Given problem. The line containing "point: player's face" and every line after it, through the last, are to be extracted exactly; no other lines belong in the answer.

Records contained in a dataset.
>> begin
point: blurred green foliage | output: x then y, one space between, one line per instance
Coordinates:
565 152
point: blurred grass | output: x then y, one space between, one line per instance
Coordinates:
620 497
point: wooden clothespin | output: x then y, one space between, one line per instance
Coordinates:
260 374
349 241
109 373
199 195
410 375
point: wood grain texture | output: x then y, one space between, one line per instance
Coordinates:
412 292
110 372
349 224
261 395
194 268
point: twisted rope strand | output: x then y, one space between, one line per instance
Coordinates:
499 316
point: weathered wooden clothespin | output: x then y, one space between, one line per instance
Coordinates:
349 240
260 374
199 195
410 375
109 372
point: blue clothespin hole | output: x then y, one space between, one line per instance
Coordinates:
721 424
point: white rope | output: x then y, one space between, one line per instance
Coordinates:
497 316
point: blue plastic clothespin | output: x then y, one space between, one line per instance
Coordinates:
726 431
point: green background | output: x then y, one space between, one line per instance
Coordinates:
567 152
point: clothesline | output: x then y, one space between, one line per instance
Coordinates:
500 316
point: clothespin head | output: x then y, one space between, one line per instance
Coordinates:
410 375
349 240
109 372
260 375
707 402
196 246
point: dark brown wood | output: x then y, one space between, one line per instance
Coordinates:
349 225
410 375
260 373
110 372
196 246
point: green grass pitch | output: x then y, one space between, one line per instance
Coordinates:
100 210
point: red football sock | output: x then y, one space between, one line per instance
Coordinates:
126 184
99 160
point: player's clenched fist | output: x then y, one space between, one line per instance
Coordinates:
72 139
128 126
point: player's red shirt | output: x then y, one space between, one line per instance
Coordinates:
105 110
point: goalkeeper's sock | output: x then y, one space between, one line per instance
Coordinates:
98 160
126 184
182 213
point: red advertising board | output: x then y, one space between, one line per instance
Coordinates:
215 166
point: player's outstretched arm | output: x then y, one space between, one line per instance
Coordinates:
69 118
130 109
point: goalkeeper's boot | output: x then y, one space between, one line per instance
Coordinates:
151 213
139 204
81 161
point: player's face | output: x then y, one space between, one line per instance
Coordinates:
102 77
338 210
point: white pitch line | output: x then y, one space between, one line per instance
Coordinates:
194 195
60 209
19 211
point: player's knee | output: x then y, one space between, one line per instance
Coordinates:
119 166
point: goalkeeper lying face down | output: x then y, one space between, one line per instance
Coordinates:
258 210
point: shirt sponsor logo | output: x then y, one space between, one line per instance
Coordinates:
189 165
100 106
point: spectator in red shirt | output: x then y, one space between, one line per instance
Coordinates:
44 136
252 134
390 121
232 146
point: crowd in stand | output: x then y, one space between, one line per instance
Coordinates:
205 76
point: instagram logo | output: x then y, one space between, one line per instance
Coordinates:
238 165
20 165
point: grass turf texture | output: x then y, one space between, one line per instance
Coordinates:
>> end
Output of the task.
point: player's face | output: x then y, one space between, one line per instance
Coordinates:
102 77
338 210
point: white pitch line | output: x then y, one space between, one line per instance
Coordinates:
194 195
60 209
19 211
point: player's knee | output: x then y, one space between, one line per instance
Coordinates:
119 166
point: goalkeeper lying face down | output: x then y, one space between, one line per instance
Coordinates:
258 210
point: shirt sponsor logo | output: x then y, one space between, one line per instance
Coordinates:
189 165
100 106
point: spectator in red shirt | output: x then y, one space between, one line per instance
Coordinates:
44 136
252 134
390 121
232 146
point: crowd in stand | output: x then y, one space between, one line per instance
Coordinates:
205 76
point: instagram logo | output: x then y, one space between, one line per instance
Coordinates:
238 165
20 165
point: grass turf texture | output: x then y, one space between, one line per instance
Coordinates:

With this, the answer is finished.